Provided data

::::

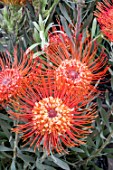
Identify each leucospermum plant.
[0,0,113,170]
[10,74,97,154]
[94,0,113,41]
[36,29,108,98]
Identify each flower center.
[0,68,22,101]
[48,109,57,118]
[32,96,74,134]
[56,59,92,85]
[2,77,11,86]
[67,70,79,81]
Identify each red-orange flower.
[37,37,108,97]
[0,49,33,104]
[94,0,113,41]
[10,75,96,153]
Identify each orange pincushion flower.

::::

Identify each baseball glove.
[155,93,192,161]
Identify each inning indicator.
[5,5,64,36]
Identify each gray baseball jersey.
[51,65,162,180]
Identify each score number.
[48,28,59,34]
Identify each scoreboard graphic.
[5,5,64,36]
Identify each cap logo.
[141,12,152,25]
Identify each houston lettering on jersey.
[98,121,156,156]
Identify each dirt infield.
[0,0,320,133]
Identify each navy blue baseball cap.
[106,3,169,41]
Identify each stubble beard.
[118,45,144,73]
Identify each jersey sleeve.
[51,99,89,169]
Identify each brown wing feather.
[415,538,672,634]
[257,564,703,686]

::::

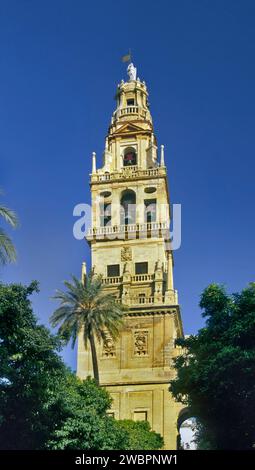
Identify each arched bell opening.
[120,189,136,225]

::::

What to produce
Could you rewrite the lines starting with the line that contains "Identify each flower center." and going on through the line that contains "Identify each orange pincushion flower.", putting "scarlet" in place of "red-orange" and changing nothing else? Give back only those lines.

Correct output
Identify each flower center.
[0,68,22,101]
[48,109,57,118]
[32,96,74,134]
[56,59,92,85]
[2,77,11,86]
[67,70,79,81]
Identify each scarlet flower.
[37,37,108,97]
[0,49,33,104]
[94,0,113,41]
[10,75,96,153]
Identify each orange pincushion flower.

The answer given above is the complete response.